Directions:
A. According to the travel journal, which washed-out portion of the canal towpath has been repaired?
B. Gather every line of the records that contains the word "dark", matching case exactly.

Sunday, September 1, 2019 -- 4444 km
As of midnight last night, I am fully, completely free. I am no longer an employee of the U.S. Department of State. I am no longer a Foreign Service Officer.
Person of note: Al at the hiker-biker above HF last night. He biked her from New Hampshire, more or less doing the reverse of my ride.
Good distance today, more than I expected despite the heavy load. I'm camped just below Hancock. I could have continued into or beyond Hancock, but there was no point. I do not have the cabin in Little Orleans until Monday evening.
The canal towpath is in better shape than I remember. The washed-out portion around Big Slackwater has been repaired. There is no more long road detour as there was when I last went through here in 1991.
Monday, September 2, 2019
Good morning from the Park 'n Dine in Hancock! I haven't been here since 2000-2002 during what were for me difficult years. Despite that, I take comfort in revisiting familiar places now on my own terms but also not forgetting the good there was in those times.
Thursday, September 5, 2019
Little Orleans. I've already cried once this morning, and I sill have an entire day left. How many more tears will there be tomorrow morning?
I finally understood why LO has been so special to me. It has been my home, the one constant in twenty years of upheaval, change, and transition. When I first came here in the late 1990s, I had no inkling that my life was about to change radically. I had made my peace with my marriage, my career, and my gender. Things would go on as they were to the end of my days.
Fast forward to the week I spent here in 2004 between the end of my time at Computer Sciences Corp. and the start of my second career at state. If I had known how big a jolt this was going to be to my system, I would have gone running as fast as I could to the safety of the past. It was good I did not know. The peace, the передышка (breathing space) of that week at LO gave me the strength to endure what was about to come.
Then followed my week in September 2007. I was back from two years in Moscow and had decided to give divorce one last try. Again, if I had known what the next four years were to bring, I never would have set out on the path. The week in LO gave me inner strength to endure what was to come.
I spent only one night here in August 2014, but that too marked a transition. In fact, I had transitioned in 2011 in Romania and had just spent a very busy year as president of Glifaa. On the one hand it seemed that, with only five years left to go, my career was as good as over, but I had not a hint of the struggles, tears, and joy the next three years in Kazakhstan were to bring. The one night stay at LO with NN in August 2016 came on the eve of Project Sultana that was to bring its own trials, joys, and heartbreak.
That brings me to my rediscovery of LO when I spent three days here in June 2018. I had written my resignation letter and, with the peace I found at LO, had made peace with the ending of a career a year short of the finish line.

Information given:

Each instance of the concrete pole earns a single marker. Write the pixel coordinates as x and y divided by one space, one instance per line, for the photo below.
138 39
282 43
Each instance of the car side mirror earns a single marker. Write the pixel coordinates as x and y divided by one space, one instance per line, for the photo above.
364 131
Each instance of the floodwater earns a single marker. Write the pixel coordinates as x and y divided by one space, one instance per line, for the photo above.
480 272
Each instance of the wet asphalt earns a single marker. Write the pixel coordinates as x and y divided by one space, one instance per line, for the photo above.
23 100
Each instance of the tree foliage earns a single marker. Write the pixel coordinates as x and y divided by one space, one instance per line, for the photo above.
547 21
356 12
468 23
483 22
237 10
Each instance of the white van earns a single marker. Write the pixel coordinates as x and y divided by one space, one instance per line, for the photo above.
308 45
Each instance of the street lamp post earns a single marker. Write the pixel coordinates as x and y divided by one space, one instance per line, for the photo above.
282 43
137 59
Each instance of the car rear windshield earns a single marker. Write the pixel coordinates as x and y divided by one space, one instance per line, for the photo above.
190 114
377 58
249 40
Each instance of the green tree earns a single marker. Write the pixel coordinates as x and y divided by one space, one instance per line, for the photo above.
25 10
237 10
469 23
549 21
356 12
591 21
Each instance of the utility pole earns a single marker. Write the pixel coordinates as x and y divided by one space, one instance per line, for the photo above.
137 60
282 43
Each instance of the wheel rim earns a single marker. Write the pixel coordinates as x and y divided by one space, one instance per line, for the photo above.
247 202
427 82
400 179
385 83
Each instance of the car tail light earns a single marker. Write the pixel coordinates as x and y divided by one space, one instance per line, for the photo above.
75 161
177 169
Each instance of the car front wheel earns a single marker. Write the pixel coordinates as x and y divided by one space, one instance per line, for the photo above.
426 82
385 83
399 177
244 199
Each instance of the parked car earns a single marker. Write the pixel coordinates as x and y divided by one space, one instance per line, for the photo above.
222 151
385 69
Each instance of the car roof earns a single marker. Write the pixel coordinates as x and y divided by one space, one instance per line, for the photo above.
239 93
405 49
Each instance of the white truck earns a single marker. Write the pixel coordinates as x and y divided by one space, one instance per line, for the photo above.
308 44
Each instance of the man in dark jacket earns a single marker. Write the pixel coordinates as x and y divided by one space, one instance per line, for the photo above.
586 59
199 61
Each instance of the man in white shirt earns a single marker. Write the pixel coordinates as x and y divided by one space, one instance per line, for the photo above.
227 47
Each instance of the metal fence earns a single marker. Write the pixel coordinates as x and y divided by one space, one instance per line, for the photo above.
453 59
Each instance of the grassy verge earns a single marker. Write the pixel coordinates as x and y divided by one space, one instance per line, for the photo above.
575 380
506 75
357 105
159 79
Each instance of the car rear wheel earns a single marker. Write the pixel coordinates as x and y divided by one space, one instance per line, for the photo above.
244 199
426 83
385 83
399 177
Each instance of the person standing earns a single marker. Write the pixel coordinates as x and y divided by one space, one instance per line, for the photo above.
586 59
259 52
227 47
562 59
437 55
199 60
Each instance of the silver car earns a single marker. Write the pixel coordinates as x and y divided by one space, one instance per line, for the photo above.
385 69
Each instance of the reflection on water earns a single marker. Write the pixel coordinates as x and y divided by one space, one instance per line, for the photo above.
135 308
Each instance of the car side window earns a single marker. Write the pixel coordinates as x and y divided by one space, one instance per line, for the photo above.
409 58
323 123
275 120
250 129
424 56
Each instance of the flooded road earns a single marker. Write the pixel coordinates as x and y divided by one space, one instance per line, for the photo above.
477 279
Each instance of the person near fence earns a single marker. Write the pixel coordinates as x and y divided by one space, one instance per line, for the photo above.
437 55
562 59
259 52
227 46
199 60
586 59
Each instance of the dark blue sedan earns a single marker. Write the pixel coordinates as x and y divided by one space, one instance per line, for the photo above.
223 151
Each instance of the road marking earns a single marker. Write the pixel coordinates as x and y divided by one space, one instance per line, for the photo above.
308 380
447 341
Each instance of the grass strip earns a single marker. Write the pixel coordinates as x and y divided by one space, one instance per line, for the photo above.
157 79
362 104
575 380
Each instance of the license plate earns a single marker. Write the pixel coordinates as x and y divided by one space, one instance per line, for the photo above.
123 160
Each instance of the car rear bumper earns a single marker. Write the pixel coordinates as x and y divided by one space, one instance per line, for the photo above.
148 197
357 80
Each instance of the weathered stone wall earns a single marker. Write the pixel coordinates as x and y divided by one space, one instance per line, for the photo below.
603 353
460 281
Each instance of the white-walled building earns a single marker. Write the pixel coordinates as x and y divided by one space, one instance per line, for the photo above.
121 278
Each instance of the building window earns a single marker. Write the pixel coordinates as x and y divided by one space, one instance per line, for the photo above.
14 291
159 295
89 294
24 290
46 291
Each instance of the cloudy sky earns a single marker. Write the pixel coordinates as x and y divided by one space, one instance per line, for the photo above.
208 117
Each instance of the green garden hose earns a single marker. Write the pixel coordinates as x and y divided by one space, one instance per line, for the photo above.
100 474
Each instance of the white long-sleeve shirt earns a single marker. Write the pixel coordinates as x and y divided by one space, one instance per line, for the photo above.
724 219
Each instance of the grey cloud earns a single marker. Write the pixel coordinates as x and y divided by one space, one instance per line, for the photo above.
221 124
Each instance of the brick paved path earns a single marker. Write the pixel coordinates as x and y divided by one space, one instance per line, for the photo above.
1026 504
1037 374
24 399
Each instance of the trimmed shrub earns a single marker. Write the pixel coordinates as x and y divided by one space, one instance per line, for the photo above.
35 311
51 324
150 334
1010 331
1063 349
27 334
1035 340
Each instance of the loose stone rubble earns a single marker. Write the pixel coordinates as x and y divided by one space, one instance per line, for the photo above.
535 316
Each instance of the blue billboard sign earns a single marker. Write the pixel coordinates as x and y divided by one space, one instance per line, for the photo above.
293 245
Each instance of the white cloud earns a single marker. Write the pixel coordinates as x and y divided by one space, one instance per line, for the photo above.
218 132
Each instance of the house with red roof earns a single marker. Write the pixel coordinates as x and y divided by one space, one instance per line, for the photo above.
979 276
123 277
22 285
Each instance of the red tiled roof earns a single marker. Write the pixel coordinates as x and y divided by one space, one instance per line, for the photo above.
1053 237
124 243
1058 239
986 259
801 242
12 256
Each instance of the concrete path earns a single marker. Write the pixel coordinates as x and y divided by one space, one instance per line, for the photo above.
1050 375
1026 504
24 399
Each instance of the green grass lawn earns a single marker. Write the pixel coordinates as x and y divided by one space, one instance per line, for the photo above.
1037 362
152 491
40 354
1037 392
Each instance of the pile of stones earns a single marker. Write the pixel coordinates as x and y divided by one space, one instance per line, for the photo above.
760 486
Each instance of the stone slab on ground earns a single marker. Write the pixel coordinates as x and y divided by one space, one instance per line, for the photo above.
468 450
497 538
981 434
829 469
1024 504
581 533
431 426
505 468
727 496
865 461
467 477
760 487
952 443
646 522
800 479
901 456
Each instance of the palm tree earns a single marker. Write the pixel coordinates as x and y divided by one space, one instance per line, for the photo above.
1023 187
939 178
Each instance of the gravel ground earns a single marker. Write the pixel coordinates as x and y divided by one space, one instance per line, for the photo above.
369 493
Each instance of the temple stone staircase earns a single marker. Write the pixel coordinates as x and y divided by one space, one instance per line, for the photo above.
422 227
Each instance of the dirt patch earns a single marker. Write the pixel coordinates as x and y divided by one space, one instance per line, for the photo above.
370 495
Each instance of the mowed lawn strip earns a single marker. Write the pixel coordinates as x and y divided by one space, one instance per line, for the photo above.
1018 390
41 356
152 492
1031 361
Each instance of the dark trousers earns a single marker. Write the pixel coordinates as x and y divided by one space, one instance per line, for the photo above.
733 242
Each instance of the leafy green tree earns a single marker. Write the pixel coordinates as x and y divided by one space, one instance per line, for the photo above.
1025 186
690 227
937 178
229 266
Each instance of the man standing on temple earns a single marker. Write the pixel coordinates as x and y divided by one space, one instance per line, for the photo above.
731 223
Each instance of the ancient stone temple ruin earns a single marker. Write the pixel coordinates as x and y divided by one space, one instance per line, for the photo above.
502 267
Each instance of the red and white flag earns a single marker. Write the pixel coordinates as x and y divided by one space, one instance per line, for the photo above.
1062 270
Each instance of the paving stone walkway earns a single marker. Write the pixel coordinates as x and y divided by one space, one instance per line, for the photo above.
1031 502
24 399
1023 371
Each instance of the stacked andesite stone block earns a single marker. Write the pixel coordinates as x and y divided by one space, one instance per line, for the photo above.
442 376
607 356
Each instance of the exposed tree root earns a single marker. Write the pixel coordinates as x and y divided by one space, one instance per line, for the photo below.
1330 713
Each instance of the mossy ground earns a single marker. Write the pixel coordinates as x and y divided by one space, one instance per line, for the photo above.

Answers to the exercises:
A. The portion around Big Slackwater.

B.
Each instance of the man in dark jacket earns a single marker. Write the pixel coordinates as x and y divided by one space, one instance per line, for the photo above.
Each instance of the dark blue sedan earns a single marker. Write the pixel coordinates as x and y divided by one space, one instance per line, for the photo above.
Each instance of the dark trousers earns a single marker. Write the pixel coordinates as x and y divided by one space, one instance per line, for the photo above.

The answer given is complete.